### SHORT EXERCISE:
Include no pictures. Output exactly the lines from the one that contains "mark: concrete patio" through the final line of the entries.

### DATA EXCERPTS:
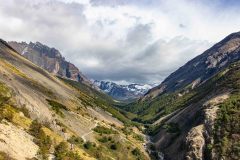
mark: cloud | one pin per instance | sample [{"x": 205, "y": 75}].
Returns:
[{"x": 128, "y": 40}]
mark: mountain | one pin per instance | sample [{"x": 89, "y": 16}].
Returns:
[
  {"x": 123, "y": 92},
  {"x": 194, "y": 112},
  {"x": 202, "y": 67},
  {"x": 49, "y": 59},
  {"x": 43, "y": 116}
]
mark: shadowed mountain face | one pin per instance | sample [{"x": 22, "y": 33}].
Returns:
[
  {"x": 43, "y": 116},
  {"x": 49, "y": 59},
  {"x": 201, "y": 67},
  {"x": 194, "y": 112}
]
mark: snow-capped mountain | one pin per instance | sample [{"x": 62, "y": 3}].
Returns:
[{"x": 123, "y": 92}]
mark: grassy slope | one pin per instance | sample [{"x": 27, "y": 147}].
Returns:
[{"x": 84, "y": 95}]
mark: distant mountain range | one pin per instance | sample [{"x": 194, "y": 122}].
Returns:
[{"x": 123, "y": 92}]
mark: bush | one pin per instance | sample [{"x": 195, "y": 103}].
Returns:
[
  {"x": 138, "y": 137},
  {"x": 57, "y": 107},
  {"x": 41, "y": 139},
  {"x": 114, "y": 146},
  {"x": 136, "y": 152},
  {"x": 104, "y": 139},
  {"x": 172, "y": 128},
  {"x": 44, "y": 142},
  {"x": 89, "y": 145},
  {"x": 35, "y": 128},
  {"x": 62, "y": 152},
  {"x": 76, "y": 140},
  {"x": 104, "y": 130}
]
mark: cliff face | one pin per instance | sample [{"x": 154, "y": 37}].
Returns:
[
  {"x": 202, "y": 67},
  {"x": 49, "y": 59}
]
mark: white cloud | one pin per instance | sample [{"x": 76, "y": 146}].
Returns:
[{"x": 127, "y": 40}]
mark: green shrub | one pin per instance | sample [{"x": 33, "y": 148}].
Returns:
[
  {"x": 44, "y": 142},
  {"x": 35, "y": 128},
  {"x": 104, "y": 130},
  {"x": 172, "y": 127},
  {"x": 62, "y": 152},
  {"x": 103, "y": 139},
  {"x": 138, "y": 137},
  {"x": 136, "y": 152},
  {"x": 114, "y": 146},
  {"x": 41, "y": 139},
  {"x": 57, "y": 107},
  {"x": 89, "y": 145},
  {"x": 76, "y": 140}
]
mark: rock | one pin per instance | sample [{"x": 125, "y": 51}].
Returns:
[
  {"x": 196, "y": 143},
  {"x": 16, "y": 142},
  {"x": 49, "y": 59}
]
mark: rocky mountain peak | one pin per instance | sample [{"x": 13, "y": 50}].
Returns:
[
  {"x": 123, "y": 92},
  {"x": 49, "y": 59}
]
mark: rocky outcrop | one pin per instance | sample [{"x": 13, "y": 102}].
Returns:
[
  {"x": 196, "y": 143},
  {"x": 49, "y": 59},
  {"x": 16, "y": 142},
  {"x": 202, "y": 67}
]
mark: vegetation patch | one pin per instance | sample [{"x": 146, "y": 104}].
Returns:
[
  {"x": 104, "y": 130},
  {"x": 41, "y": 139},
  {"x": 172, "y": 128},
  {"x": 227, "y": 130},
  {"x": 63, "y": 152},
  {"x": 5, "y": 156},
  {"x": 57, "y": 107}
]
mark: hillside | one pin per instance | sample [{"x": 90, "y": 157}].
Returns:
[
  {"x": 50, "y": 59},
  {"x": 164, "y": 99},
  {"x": 189, "y": 119},
  {"x": 43, "y": 116},
  {"x": 201, "y": 68}
]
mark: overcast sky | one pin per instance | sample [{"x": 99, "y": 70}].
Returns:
[{"x": 124, "y": 41}]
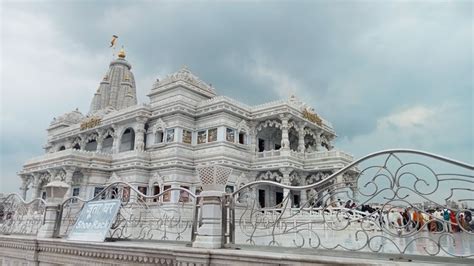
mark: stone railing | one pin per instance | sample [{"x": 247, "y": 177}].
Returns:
[
  {"x": 68, "y": 152},
  {"x": 328, "y": 154},
  {"x": 268, "y": 154},
  {"x": 397, "y": 180}
]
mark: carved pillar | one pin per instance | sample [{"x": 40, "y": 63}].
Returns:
[
  {"x": 253, "y": 141},
  {"x": 286, "y": 181},
  {"x": 68, "y": 144},
  {"x": 116, "y": 138},
  {"x": 285, "y": 142},
  {"x": 303, "y": 193},
  {"x": 35, "y": 186},
  {"x": 100, "y": 141},
  {"x": 140, "y": 137},
  {"x": 301, "y": 137},
  {"x": 24, "y": 185},
  {"x": 68, "y": 178}
]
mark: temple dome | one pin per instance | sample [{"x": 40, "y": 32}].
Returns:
[{"x": 117, "y": 90}]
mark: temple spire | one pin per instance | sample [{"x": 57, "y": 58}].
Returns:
[{"x": 117, "y": 89}]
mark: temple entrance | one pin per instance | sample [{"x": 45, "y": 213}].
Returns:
[
  {"x": 261, "y": 198},
  {"x": 296, "y": 201},
  {"x": 279, "y": 197},
  {"x": 261, "y": 145}
]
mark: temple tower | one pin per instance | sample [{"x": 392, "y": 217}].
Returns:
[{"x": 117, "y": 90}]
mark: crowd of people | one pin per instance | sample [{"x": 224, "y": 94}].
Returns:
[{"x": 408, "y": 219}]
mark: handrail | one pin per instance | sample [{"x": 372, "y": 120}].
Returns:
[{"x": 354, "y": 163}]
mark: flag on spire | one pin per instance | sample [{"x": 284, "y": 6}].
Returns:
[{"x": 114, "y": 39}]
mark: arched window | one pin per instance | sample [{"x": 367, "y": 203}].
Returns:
[
  {"x": 91, "y": 145},
  {"x": 127, "y": 142},
  {"x": 107, "y": 144}
]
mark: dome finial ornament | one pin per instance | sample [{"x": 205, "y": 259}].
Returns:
[{"x": 121, "y": 53}]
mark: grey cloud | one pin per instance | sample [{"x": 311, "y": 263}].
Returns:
[{"x": 355, "y": 62}]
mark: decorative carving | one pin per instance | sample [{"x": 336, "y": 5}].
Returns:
[
  {"x": 268, "y": 175},
  {"x": 91, "y": 122},
  {"x": 308, "y": 113},
  {"x": 269, "y": 123},
  {"x": 185, "y": 75}
]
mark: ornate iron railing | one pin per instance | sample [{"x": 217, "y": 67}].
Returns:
[
  {"x": 401, "y": 202},
  {"x": 140, "y": 216},
  {"x": 20, "y": 217}
]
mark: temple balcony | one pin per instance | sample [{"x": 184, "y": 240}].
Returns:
[
  {"x": 313, "y": 160},
  {"x": 69, "y": 157}
]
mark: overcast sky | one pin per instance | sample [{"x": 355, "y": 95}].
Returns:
[{"x": 386, "y": 74}]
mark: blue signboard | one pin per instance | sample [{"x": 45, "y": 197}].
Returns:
[{"x": 95, "y": 220}]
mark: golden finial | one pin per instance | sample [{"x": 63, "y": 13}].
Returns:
[{"x": 121, "y": 53}]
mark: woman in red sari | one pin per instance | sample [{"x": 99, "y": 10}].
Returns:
[{"x": 454, "y": 223}]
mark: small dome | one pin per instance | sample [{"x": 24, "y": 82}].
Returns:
[{"x": 121, "y": 53}]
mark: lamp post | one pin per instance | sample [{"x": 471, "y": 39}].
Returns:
[
  {"x": 213, "y": 179},
  {"x": 55, "y": 191}
]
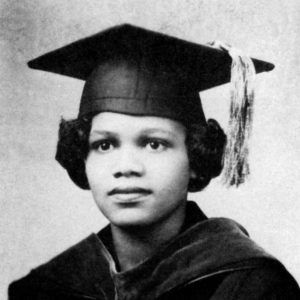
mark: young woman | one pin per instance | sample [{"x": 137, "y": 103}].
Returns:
[{"x": 141, "y": 143}]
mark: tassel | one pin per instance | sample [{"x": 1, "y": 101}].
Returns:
[{"x": 236, "y": 165}]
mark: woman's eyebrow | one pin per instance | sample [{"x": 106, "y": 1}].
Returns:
[
  {"x": 158, "y": 130},
  {"x": 103, "y": 133}
]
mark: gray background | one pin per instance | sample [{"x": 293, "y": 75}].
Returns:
[{"x": 43, "y": 212}]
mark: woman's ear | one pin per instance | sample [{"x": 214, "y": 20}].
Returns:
[{"x": 193, "y": 174}]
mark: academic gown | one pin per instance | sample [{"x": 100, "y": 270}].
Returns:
[{"x": 210, "y": 259}]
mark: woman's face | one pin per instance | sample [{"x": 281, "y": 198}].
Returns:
[{"x": 137, "y": 168}]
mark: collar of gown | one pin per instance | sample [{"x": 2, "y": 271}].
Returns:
[{"x": 205, "y": 247}]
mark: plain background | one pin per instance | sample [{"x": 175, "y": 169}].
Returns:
[{"x": 43, "y": 212}]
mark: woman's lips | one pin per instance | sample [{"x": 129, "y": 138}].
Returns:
[{"x": 129, "y": 194}]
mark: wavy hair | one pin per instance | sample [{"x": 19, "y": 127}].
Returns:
[{"x": 205, "y": 146}]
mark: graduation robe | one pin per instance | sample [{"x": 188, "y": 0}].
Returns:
[{"x": 210, "y": 259}]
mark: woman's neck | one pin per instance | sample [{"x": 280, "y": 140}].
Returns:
[{"x": 135, "y": 244}]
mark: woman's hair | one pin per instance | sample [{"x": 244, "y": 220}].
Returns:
[{"x": 205, "y": 145}]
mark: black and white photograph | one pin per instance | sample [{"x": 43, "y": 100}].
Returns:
[{"x": 150, "y": 150}]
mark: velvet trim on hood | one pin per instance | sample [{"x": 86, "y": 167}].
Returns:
[{"x": 207, "y": 248}]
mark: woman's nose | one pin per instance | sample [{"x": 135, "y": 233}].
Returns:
[{"x": 128, "y": 164}]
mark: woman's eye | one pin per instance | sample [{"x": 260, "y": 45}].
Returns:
[
  {"x": 156, "y": 146},
  {"x": 102, "y": 146}
]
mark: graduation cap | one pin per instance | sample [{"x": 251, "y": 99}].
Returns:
[{"x": 131, "y": 70}]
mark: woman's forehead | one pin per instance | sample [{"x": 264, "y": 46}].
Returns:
[{"x": 116, "y": 122}]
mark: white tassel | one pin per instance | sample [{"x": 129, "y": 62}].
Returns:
[{"x": 236, "y": 165}]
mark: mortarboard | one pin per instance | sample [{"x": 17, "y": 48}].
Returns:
[{"x": 131, "y": 70}]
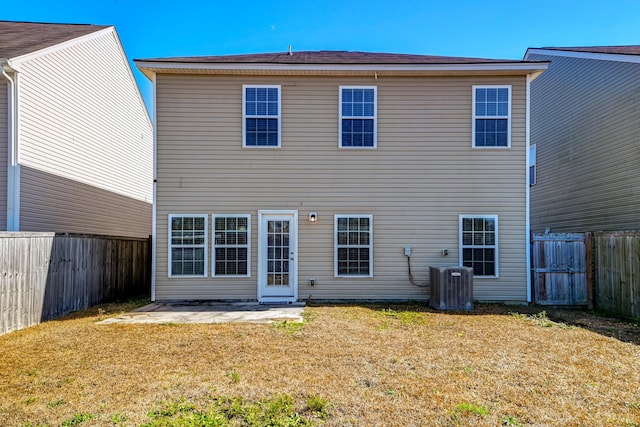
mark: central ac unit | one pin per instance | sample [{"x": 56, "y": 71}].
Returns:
[{"x": 451, "y": 288}]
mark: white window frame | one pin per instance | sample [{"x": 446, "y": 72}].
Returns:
[
  {"x": 533, "y": 170},
  {"x": 246, "y": 116},
  {"x": 472, "y": 246},
  {"x": 474, "y": 116},
  {"x": 170, "y": 246},
  {"x": 216, "y": 246},
  {"x": 336, "y": 246},
  {"x": 374, "y": 117}
]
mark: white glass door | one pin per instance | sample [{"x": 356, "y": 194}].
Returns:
[{"x": 277, "y": 256}]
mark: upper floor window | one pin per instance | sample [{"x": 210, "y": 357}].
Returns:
[
  {"x": 491, "y": 116},
  {"x": 187, "y": 245},
  {"x": 358, "y": 116},
  {"x": 261, "y": 116}
]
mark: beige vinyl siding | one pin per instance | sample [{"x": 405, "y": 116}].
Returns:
[
  {"x": 83, "y": 126},
  {"x": 4, "y": 140},
  {"x": 586, "y": 127},
  {"x": 422, "y": 176}
]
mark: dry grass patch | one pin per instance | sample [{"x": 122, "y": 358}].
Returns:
[{"x": 359, "y": 365}]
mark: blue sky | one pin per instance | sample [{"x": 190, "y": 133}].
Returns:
[{"x": 487, "y": 29}]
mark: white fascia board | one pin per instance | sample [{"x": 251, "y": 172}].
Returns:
[
  {"x": 497, "y": 66},
  {"x": 584, "y": 55},
  {"x": 18, "y": 60}
]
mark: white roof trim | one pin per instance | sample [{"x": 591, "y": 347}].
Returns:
[
  {"x": 616, "y": 57},
  {"x": 18, "y": 60},
  {"x": 495, "y": 66}
]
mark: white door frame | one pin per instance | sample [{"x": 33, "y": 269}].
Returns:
[{"x": 263, "y": 216}]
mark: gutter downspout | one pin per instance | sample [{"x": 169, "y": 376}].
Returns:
[
  {"x": 530, "y": 78},
  {"x": 13, "y": 165},
  {"x": 528, "y": 184},
  {"x": 154, "y": 234}
]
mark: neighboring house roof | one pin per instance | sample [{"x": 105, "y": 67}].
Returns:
[
  {"x": 21, "y": 38},
  {"x": 615, "y": 50},
  {"x": 346, "y": 62},
  {"x": 630, "y": 53},
  {"x": 330, "y": 57}
]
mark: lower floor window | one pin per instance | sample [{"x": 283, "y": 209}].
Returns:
[
  {"x": 354, "y": 248},
  {"x": 231, "y": 245},
  {"x": 187, "y": 245},
  {"x": 478, "y": 244}
]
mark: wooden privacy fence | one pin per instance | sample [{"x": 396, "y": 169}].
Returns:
[
  {"x": 44, "y": 276},
  {"x": 617, "y": 272},
  {"x": 600, "y": 270},
  {"x": 560, "y": 273}
]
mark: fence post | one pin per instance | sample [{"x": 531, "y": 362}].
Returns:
[{"x": 588, "y": 241}]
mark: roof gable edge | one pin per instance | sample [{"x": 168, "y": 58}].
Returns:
[{"x": 18, "y": 60}]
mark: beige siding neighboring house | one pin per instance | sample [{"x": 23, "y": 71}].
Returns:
[
  {"x": 586, "y": 129},
  {"x": 82, "y": 137},
  {"x": 309, "y": 175}
]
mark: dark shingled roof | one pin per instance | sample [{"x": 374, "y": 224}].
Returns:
[
  {"x": 328, "y": 57},
  {"x": 21, "y": 38},
  {"x": 614, "y": 50}
]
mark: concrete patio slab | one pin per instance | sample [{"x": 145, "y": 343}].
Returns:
[{"x": 210, "y": 312}]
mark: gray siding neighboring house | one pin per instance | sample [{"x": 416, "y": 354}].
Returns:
[
  {"x": 585, "y": 125},
  {"x": 75, "y": 131},
  {"x": 306, "y": 175}
]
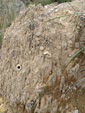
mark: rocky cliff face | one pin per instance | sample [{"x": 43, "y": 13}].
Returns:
[{"x": 38, "y": 42}]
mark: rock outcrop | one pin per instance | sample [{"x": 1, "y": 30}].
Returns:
[
  {"x": 37, "y": 43},
  {"x": 14, "y": 6}
]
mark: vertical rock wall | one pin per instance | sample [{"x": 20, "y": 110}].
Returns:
[{"x": 34, "y": 47}]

### TASK RESPONSE:
mark: concrete patio slab | one pin per instance | sample [{"x": 145, "y": 343}].
Returns:
[{"x": 210, "y": 312}]
mark: gray siding neighboring house | one pin per instance | sample [{"x": 416, "y": 354}].
Returns:
[
  {"x": 585, "y": 125},
  {"x": 75, "y": 131},
  {"x": 306, "y": 175}
]
mark: rocky cliff face | one pin per instance | sample [{"x": 43, "y": 13}].
Returns:
[{"x": 38, "y": 42}]
mark: rock outcrop | one pin per instance | sample [{"x": 1, "y": 30}].
Returns:
[
  {"x": 37, "y": 43},
  {"x": 14, "y": 6}
]
mark: vertical rock wall | one pin per instance | sample [{"x": 20, "y": 110}].
Returns:
[{"x": 34, "y": 47}]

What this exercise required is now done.